**Stated goal**
Reproduce every one of the entries below word for word, but leave out the pictures.

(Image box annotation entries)

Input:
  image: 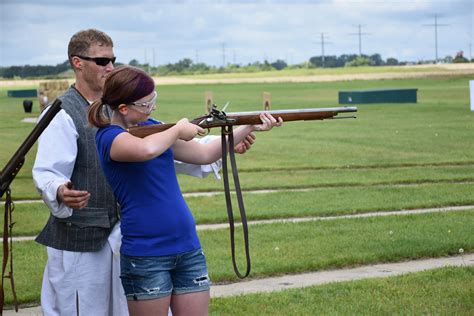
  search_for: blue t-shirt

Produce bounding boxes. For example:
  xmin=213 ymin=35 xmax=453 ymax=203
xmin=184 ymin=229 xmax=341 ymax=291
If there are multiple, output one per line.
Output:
xmin=96 ymin=119 xmax=201 ymax=256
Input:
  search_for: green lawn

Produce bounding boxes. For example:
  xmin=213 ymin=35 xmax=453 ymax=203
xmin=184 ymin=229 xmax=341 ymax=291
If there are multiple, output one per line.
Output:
xmin=0 ymin=68 xmax=474 ymax=315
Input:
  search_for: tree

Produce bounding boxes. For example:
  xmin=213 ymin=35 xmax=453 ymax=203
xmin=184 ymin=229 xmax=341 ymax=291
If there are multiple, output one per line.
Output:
xmin=346 ymin=56 xmax=373 ymax=67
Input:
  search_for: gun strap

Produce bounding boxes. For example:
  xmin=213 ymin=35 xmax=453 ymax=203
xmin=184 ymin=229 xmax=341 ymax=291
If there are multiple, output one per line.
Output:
xmin=221 ymin=126 xmax=250 ymax=279
xmin=0 ymin=188 xmax=18 ymax=315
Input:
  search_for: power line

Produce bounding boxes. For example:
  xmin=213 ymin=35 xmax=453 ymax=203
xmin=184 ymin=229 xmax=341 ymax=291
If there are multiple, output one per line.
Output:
xmin=314 ymin=32 xmax=331 ymax=68
xmin=222 ymin=43 xmax=225 ymax=68
xmin=349 ymin=24 xmax=369 ymax=56
xmin=424 ymin=14 xmax=448 ymax=63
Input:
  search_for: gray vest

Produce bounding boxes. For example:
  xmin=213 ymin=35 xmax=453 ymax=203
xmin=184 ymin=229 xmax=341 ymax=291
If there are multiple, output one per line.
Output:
xmin=36 ymin=87 xmax=118 ymax=252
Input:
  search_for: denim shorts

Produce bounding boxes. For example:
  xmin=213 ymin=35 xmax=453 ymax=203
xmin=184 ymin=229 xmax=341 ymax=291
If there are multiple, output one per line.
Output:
xmin=120 ymin=249 xmax=211 ymax=301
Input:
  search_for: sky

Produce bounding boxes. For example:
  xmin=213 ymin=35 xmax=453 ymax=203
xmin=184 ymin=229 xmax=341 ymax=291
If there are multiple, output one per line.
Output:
xmin=0 ymin=0 xmax=474 ymax=67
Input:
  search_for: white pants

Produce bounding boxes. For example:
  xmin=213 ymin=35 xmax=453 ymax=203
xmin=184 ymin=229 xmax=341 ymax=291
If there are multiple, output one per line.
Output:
xmin=41 ymin=224 xmax=128 ymax=316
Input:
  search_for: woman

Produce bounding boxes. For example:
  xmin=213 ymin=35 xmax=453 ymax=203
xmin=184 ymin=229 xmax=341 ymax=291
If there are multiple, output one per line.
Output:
xmin=89 ymin=67 xmax=282 ymax=316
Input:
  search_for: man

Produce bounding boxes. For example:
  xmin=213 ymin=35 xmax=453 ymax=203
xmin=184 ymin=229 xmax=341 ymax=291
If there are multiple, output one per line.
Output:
xmin=33 ymin=29 xmax=253 ymax=315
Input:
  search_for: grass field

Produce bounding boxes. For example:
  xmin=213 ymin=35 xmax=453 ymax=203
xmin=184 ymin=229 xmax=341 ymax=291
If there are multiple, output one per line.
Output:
xmin=0 ymin=67 xmax=474 ymax=315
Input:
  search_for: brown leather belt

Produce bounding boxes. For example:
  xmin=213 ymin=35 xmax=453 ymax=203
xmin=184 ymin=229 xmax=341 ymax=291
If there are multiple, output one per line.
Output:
xmin=221 ymin=126 xmax=251 ymax=279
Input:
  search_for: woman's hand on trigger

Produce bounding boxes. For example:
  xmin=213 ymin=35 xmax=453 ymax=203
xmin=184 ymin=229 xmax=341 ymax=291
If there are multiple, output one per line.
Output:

**Complete response**
Input:
  image: 
  search_for: blue t-shirt

Produce bounding boxes. For example:
  xmin=213 ymin=35 xmax=453 ymax=203
xmin=184 ymin=229 xmax=341 ymax=291
If there are multiple, output one per line.
Output:
xmin=96 ymin=119 xmax=201 ymax=256
Input:
  search_for: green lawn

Produce bounding boxes. For example:
  xmin=213 ymin=35 xmax=453 ymax=203
xmin=184 ymin=229 xmax=341 ymax=291
If there are multiple, output one per line.
Output:
xmin=0 ymin=68 xmax=474 ymax=315
Input:
  search_for: tree

Produce bounding boxes. For example:
  xmin=213 ymin=35 xmax=453 ymax=203
xmin=184 ymin=229 xmax=341 ymax=291
If there are multiple, output one per line.
Output:
xmin=346 ymin=56 xmax=373 ymax=67
Input:
  search_for: gun strap

Produce bounding boxes. For example:
  xmin=213 ymin=35 xmax=453 ymax=203
xmin=184 ymin=229 xmax=341 ymax=291
If there are multiple, output one per line.
Output:
xmin=221 ymin=126 xmax=250 ymax=279
xmin=0 ymin=188 xmax=18 ymax=315
Input:
  search_for: power line

Produce bounding boxes. For example:
  xmin=213 ymin=35 xmax=453 ymax=203
xmin=184 ymin=229 xmax=341 ymax=291
If there are multiple, output one per line.
Output:
xmin=314 ymin=32 xmax=331 ymax=68
xmin=222 ymin=43 xmax=225 ymax=68
xmin=349 ymin=24 xmax=369 ymax=56
xmin=424 ymin=14 xmax=448 ymax=63
Input:
  search_for: gray vest

Produce bounding boxes. For example:
  xmin=213 ymin=35 xmax=453 ymax=203
xmin=184 ymin=229 xmax=341 ymax=291
If there are multiple, output one per line.
Output:
xmin=36 ymin=87 xmax=118 ymax=252
Input:
  search_for: denim shorts

Produce bounding boxes. For example:
  xmin=213 ymin=35 xmax=453 ymax=203
xmin=184 ymin=229 xmax=341 ymax=291
If there are multiple, output one per line.
Output:
xmin=120 ymin=249 xmax=211 ymax=301
Input:
  search_for: sky

Produce bounding boxes. For example:
  xmin=213 ymin=35 xmax=453 ymax=203
xmin=184 ymin=229 xmax=341 ymax=291
If there are multiple, output one per line.
Output:
xmin=0 ymin=0 xmax=474 ymax=67
Input:
  search_for: white pants

Produce bounding boxes. For example:
  xmin=213 ymin=35 xmax=453 ymax=203
xmin=184 ymin=229 xmax=341 ymax=291
If there are multiple, output one per line.
Output:
xmin=41 ymin=224 xmax=128 ymax=316
Input:
  search_for: woman

Produce bounding boxes. For example:
  xmin=213 ymin=35 xmax=453 ymax=203
xmin=184 ymin=229 xmax=341 ymax=291
If there are multiple, output one per line.
Output:
xmin=89 ymin=67 xmax=282 ymax=316
Input:
  search_for: man

Produce bounding boxes. For example:
  xmin=213 ymin=35 xmax=453 ymax=203
xmin=184 ymin=229 xmax=341 ymax=291
If there are multiple, output one per line.
Output:
xmin=33 ymin=29 xmax=253 ymax=315
Input:
  search_for: grass field

Produce bounding boxes. For example:
  xmin=213 ymin=35 xmax=453 ymax=203
xmin=184 ymin=229 xmax=341 ymax=291
If there are multiple, output one per line.
Output:
xmin=0 ymin=67 xmax=474 ymax=315
Input:
  search_for: brown leather belt

Produce bounding boxes. For example:
  xmin=213 ymin=35 xmax=453 ymax=203
xmin=184 ymin=229 xmax=341 ymax=291
If there are multiple, output one per line.
Output:
xmin=221 ymin=126 xmax=251 ymax=279
Input:
  search_for: woman's hand on trigger

Produce bounding boxes. For example:
  xmin=213 ymin=35 xmax=453 ymax=203
xmin=184 ymin=229 xmax=341 ymax=291
If there are multiple, output one per line.
Output:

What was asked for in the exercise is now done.